Text provided>
=-=-=
3 Top Reinsurance Stocks for 2017

Reinsurance can be a highly profitable business for insurers that are smart about underwriting and investing. In fact, smart reinsurance underwriting is the primary reason Warren Buffett-led conglomerate Berkshire Hathaway (NYSE: BRK-A) (NYSE: BRK-B) has grown into a $415 billion operation with dozens of subsidiary companies. Here's a quick look at what the reinsurance business is, and three top reinsurance stocks you may want to consider for your portfolio.

What is reinsurance?

Simply put, reinsurance is insurance for insurance companies. In other words, reinsurance allows insurance companies to lower their overall risk, or their exposure to a specific catastrophic event. For example, Hurricane Andrew caused $15.5 billion in damage in Florida in 1992, causing several insurers to become insolvent. Reinsurance can limit insurance companies' exposure to events like this and prevent a similar financial catastrophe from occurring.

Reinsurance can cover all of an insurer's risk, such as covering all claims over a certain amount. Or reinsurers can insure against a specific risk factor -- like a hurricane.

How reinsurance companies make money

My colleague Dan Caplinger recently wrote an excellent article about how reinsurance companies work, but here's the short version.

Reinsurance companies have two ways of making money. If they collect more money in premiums than they pay out to cover claims, they generate an underwriting profit. In addition, and just as important, insurance companies invest the premiums they collect, which earns income until they have to pay claims.

1. Berkshire Hathaway

Insurance has been a cornerstone of Berkshire Hathaway's growth strategy for many years, and Buffett specifically referred to the insurance business as Berkshire's "most important sector" in his most recent letter to shareholders.

Reinsurance makes up nearly 70% of Berkshire's insurance operations, in terms of float size. The Berkshire Hathaway Reinsurance Group, which focuses on property-casualty reinsurance, is by far the largest of Berkshire's insurance subsidiaries, followed by General Re. To put the size of these companies into perspective, well-known auto insurer Geico is the third largest.

In 2016, the two companies combined for more than $1 billion in underwriting profit, and Berkshire has a fantastic record of investing its collected premiums. In fact, investing the float has been Berkshire's primary growth mechanism over the years. As Buffett said, the insurance business has been "the engine that has propelled our expansion since 1967."

To be clear, Berkshire isn't a pure play on the insurance industry. The company owns about 50 non-insurance subsidiaries, including Duracell, Fruit of the Loom, and more, as well as a massive stock portfolio. However, reinsurance remains a major component of the company, so Berkshire could be a smart way to get exposure to the business while adding other streams of revenue. In fact, Buffett has said that should the insurance industry experience a $250 billion loss from some catastrophe, Berkshire's non-insurance businesses would allow the company to remain profitable, and to benefit from the financial disarray many other insurers would experience.
=-=-=
Segmentation annotation records
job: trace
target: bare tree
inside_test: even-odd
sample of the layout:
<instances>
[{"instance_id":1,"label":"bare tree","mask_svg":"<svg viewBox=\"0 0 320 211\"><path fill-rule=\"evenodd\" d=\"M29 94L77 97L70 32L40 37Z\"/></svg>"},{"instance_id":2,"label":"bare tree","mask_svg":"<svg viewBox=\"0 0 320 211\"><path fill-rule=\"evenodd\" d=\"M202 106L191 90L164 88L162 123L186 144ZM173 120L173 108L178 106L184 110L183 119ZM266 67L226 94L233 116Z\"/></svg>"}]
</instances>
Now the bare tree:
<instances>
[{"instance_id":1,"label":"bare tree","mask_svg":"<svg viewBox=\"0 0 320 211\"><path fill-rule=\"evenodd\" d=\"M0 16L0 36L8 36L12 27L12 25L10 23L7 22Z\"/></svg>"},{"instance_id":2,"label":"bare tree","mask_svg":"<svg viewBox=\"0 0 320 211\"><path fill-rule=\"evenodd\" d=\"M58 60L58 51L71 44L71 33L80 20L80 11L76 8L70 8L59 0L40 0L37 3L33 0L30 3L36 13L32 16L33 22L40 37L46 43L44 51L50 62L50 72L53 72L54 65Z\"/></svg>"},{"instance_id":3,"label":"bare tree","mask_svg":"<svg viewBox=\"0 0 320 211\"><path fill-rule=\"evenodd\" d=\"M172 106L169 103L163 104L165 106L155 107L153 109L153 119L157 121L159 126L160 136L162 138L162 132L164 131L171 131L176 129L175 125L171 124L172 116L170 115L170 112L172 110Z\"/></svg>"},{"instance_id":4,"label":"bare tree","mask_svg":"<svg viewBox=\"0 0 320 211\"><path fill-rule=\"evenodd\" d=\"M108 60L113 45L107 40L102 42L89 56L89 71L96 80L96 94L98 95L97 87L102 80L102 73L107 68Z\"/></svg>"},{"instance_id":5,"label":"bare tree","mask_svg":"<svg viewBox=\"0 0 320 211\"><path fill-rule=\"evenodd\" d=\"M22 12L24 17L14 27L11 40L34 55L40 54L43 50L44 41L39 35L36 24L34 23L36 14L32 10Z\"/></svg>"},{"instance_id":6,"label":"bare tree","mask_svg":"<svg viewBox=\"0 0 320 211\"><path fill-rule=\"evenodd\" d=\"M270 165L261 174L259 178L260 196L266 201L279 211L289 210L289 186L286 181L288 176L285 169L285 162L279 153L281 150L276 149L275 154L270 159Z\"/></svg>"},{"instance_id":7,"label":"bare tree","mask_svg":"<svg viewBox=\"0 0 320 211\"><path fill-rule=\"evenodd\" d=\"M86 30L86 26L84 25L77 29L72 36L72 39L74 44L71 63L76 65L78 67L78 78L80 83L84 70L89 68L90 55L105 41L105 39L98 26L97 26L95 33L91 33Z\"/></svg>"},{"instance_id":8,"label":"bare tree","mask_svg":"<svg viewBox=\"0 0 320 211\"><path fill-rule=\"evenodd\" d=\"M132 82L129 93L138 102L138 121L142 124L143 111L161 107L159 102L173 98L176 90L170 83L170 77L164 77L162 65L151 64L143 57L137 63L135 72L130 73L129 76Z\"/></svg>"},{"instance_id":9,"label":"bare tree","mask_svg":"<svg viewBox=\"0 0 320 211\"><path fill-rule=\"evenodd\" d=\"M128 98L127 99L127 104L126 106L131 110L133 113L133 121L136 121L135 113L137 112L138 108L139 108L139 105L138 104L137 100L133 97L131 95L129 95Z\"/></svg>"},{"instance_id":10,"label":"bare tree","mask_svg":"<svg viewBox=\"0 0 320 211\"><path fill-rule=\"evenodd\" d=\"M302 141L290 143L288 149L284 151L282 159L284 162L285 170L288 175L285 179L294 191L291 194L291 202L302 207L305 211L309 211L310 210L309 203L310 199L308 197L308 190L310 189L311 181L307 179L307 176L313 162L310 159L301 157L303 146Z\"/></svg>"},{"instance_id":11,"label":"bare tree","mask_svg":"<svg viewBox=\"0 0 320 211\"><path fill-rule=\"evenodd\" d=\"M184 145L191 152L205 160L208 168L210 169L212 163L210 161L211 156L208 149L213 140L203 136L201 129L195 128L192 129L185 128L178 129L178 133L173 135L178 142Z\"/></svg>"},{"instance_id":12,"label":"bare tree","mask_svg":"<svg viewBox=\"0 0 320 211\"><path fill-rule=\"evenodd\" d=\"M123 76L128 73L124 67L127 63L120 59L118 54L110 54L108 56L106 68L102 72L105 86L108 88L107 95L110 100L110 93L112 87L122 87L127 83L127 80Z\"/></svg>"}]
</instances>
=-=-=
The tasks>
a) According to the reinsurance stocks article, how much of Berkshire's insurance operations does reinsurance make up in terms of float size?
b) Does each statement agree with the reinsurance stocks article? Answer yes or no for each and quote the deciding words. (i) Hurricane Andrew caused $15.5 billion in damage in Florida in 1992. (ii) Geico is the largest of Berkshire's insurance subsidiaries. (iii) Berkshire owns about 50 non-insurance subsidiaries.

Exercise answers>
a) Nearly 70%.

b)
(i) Yes: "Hurricane Andrew caused $15.5 billion in damage in Florida in 1992"
(ii) No: "well-known auto insurer Geico is the third largest"
(iii) Yes: "The company owns about 50 non-insurance subsidiaries"